## Document passage
○ ○ ○ ○ ○

Ever since Ken Wilber began using pejoratives or terms of abuse such as “flatland” (a term he began using in the mid-nineties) I have felt more and more like it might be a good idea for me to be “in the closet” about what I consider my healthy skepticism about some of the things that a lot of spiritually and integrally oriented people seem to believe.
And I find that I am inclined to get defensive when I hear people speaking as if anyone who does happen to be skeptical about certain things must be a “flatland materialist” who lacks depth and height and who is thus at “first-tier,” etc. I got sick of that a long time ago but it still happens and just recently I saw a discussion on an “integral” website where the discussants seemed to be suggesting that anyone who has a naturalistic understanding of how living organisms and complexity evolved in our universe must be dying of thirst for depth and meaning and aren't even worth talking to!
Sometimes when people feel that they are being pushed into a closet they push back, and sometimes they push back with such force that they overcompensate. I think Wilber has done this at times. I think that he may feel that some of his views are so strongly rejected by some mainstream academics that he cannot but help to make sneering remarks every now and then about “flatland materialists” and comments about how everyone who accepts what is called the causal closure principle is “at Jane Loevinger's stage five” (something he says in his conversation with Alan Wallace, a conversation where both Wilber and Wallace jokingly look forward to the deaths of philosophers they disagree with such as Daniel Dennett and John Searle).

○ ○ ○ ○ ○

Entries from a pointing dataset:

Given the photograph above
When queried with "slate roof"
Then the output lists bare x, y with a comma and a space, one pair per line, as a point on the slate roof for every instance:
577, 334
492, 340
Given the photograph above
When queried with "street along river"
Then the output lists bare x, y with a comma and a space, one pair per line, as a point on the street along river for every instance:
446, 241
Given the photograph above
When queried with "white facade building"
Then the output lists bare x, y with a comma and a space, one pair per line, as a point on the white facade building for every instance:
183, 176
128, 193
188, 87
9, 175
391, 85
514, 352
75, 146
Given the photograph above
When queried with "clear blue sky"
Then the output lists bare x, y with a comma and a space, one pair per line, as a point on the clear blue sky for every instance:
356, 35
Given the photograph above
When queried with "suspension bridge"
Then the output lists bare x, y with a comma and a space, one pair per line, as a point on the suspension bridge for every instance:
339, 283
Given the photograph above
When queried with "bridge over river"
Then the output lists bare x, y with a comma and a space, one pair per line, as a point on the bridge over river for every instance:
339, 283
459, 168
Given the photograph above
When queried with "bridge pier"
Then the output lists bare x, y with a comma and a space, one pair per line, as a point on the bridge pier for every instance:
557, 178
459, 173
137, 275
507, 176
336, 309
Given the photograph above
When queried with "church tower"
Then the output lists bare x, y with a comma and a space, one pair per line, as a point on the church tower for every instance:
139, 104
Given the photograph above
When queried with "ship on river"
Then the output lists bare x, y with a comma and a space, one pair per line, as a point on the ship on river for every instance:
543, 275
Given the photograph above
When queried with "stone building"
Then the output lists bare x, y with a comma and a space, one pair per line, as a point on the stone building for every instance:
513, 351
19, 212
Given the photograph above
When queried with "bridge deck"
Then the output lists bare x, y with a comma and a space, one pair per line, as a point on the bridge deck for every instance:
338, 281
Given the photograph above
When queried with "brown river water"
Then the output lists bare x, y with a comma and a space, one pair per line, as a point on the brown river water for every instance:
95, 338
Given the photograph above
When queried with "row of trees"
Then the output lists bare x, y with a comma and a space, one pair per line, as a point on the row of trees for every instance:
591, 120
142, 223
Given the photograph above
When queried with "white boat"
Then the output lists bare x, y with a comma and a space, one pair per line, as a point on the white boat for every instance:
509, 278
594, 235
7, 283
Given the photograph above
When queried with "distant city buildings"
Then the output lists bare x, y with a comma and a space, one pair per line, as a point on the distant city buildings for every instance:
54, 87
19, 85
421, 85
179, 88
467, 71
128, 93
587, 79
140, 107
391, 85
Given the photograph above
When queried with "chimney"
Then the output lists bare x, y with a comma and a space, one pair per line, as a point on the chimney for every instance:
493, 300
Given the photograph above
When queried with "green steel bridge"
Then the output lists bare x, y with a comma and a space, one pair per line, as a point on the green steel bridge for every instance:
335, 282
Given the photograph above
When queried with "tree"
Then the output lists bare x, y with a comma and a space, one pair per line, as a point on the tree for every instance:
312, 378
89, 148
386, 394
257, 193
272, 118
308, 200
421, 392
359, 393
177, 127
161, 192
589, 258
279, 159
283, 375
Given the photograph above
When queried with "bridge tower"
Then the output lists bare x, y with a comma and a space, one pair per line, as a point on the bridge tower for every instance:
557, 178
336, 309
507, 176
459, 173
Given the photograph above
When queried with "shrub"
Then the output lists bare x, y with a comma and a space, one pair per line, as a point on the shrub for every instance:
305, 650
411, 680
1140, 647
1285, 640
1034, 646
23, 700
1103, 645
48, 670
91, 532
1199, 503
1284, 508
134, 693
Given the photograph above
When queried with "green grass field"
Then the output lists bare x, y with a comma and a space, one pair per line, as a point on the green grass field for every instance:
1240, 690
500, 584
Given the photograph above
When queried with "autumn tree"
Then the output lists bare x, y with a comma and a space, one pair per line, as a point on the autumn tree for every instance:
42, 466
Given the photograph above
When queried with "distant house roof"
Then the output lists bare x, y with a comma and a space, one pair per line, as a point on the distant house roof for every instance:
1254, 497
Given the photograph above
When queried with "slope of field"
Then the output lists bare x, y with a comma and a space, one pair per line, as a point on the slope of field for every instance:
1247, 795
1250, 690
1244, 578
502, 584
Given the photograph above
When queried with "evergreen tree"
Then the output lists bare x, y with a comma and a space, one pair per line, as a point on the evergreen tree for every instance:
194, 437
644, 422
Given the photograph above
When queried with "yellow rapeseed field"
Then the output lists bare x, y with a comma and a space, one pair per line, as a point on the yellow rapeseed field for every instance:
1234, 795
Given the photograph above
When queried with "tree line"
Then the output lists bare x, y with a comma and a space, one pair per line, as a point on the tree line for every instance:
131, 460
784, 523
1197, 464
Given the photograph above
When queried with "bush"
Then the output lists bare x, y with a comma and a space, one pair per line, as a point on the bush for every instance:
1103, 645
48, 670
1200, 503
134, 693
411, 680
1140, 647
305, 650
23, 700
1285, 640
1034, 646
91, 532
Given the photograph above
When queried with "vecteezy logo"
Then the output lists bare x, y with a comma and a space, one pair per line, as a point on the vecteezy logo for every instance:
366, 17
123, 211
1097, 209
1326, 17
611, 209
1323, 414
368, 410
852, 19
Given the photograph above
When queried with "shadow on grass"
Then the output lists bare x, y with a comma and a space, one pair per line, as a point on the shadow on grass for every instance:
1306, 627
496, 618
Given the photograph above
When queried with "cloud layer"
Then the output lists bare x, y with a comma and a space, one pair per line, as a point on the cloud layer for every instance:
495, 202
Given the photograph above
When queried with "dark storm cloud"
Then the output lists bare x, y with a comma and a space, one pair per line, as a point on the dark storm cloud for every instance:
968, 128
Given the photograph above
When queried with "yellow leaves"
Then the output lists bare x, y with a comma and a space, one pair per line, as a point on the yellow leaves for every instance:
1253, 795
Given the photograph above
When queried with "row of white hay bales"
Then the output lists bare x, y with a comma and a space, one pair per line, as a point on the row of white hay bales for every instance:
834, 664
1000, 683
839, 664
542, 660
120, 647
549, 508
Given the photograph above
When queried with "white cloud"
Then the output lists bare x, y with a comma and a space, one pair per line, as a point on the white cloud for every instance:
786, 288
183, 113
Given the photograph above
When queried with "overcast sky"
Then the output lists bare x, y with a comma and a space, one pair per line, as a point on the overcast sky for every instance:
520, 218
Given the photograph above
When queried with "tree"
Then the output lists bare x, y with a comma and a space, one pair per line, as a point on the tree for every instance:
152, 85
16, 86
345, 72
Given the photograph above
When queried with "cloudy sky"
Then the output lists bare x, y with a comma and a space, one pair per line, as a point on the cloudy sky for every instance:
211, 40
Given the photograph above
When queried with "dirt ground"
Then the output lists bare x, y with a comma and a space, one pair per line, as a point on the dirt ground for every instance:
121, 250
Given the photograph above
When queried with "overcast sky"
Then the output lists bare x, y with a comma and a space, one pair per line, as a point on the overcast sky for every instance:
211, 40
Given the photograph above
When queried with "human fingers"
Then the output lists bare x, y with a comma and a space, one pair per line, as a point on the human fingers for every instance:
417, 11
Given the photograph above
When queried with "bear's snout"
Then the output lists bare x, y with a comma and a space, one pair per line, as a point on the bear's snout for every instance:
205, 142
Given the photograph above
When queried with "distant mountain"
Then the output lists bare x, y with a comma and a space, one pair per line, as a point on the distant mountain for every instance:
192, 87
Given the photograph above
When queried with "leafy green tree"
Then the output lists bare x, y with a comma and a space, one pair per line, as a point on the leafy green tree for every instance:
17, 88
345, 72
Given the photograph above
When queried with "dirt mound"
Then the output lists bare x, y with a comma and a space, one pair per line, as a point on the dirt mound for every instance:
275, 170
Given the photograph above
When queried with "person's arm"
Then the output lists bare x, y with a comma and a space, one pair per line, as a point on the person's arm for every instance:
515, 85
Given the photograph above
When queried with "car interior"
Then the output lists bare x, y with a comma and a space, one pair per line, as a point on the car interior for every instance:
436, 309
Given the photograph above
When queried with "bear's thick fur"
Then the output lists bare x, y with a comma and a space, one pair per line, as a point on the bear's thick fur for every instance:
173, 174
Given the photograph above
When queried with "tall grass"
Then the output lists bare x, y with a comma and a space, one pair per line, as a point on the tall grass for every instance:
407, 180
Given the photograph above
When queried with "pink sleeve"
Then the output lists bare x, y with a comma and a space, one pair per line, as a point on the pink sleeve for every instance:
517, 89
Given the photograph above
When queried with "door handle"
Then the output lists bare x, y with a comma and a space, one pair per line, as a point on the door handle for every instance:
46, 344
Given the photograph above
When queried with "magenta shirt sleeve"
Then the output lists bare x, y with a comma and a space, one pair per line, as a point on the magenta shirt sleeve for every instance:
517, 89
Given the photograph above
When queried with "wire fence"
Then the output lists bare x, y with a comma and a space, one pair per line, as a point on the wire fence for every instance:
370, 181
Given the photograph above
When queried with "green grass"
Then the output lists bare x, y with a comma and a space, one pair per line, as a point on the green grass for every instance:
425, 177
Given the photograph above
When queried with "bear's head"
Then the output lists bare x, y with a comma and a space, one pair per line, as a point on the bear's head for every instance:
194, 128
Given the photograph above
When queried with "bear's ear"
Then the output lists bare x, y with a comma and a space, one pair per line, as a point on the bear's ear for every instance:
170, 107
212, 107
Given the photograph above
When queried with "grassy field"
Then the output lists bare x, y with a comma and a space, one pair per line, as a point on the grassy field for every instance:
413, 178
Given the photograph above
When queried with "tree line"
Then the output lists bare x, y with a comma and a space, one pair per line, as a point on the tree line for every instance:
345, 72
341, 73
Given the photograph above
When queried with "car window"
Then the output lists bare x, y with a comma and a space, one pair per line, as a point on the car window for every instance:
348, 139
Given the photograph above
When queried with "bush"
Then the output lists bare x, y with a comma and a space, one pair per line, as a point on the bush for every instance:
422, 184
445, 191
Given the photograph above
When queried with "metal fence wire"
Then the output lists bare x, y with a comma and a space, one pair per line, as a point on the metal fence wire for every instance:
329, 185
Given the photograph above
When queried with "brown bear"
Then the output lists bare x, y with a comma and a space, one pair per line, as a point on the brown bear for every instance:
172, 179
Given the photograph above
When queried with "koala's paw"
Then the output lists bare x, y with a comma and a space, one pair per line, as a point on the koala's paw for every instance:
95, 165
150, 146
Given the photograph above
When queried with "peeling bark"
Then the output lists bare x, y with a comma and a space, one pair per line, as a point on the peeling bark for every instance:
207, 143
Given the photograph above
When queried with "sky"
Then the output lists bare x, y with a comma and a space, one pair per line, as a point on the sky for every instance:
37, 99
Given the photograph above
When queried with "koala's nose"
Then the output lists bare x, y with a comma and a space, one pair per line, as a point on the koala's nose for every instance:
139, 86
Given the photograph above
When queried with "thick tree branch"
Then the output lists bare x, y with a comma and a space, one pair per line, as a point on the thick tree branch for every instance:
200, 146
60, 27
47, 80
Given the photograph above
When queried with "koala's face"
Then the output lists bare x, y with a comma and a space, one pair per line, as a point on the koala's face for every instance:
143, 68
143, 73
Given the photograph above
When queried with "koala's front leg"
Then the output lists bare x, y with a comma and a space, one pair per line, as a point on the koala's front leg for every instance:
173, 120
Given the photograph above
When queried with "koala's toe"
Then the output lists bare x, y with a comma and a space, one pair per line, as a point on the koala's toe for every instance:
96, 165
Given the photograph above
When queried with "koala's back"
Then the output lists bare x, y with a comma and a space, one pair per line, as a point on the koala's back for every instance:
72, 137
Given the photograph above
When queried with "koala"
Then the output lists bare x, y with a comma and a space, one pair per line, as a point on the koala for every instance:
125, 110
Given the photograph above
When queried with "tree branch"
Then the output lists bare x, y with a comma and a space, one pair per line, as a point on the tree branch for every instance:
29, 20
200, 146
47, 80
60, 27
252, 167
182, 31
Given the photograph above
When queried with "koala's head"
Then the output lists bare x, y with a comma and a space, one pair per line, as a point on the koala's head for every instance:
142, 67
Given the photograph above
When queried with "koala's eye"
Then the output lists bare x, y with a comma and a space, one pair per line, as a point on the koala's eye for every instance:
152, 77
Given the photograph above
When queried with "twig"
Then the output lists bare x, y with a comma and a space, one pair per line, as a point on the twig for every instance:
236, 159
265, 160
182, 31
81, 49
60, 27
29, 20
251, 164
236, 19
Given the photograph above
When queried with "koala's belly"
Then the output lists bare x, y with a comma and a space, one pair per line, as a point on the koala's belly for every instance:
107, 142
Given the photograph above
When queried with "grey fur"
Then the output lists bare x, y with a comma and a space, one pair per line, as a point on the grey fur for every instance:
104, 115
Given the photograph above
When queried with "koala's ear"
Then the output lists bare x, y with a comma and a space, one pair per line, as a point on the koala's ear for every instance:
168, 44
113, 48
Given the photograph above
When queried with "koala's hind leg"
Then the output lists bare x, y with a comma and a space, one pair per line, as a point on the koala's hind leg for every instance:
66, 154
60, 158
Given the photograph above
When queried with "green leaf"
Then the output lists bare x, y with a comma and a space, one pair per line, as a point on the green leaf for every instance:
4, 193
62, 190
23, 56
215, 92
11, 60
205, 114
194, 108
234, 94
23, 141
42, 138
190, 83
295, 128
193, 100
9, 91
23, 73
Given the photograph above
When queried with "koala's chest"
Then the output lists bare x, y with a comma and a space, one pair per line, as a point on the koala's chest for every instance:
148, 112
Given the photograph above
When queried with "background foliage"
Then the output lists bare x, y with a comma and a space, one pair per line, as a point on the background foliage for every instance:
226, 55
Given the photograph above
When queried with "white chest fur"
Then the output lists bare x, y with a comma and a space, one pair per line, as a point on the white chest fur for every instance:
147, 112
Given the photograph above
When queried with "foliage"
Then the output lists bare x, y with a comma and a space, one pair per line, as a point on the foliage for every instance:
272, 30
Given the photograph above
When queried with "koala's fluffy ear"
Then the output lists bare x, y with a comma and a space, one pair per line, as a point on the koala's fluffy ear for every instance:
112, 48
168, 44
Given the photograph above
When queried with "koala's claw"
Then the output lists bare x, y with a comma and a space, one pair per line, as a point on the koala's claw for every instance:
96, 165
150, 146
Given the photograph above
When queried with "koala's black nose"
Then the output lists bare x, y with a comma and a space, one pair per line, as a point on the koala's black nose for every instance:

○ ○ ○ ○ ○

## Written tasks
**1)** Answer these questions from the passage on Ken Wilber:
(a) In what period did Wilber begin using the term "flatland"?
(b) On what kind of website did the writer recently see the discussion?
(c) Which two philosophers do Wilber and Wallace jokingly look forward to the deaths of?
**2)** Transcribe the passage on Ken Wilber word for word, from "And I find that" up to and including "worth talking to!".

## Outputs in order
**1)**
(a) The mid-nineties.
(b) An "integral" website.
(c) Daniel Dennett and John Searle.

**2)**
And I find that I am inclined to get defensive when I hear people speaking as if anyone who does happen to be skeptical about certain things must be a “flatland materialist” who lacks depth and height and who is thus at “first-tier,” etc. I got sick of that a long time ago but it still happens and just recently I saw a discussion on an “integral” website where the discussants seemed to be suggesting that anyone who has a naturalistic understanding of how living organisms and complexity evolved in our universe must be dying of thirst for depth and meaning and aren't even worth talking to!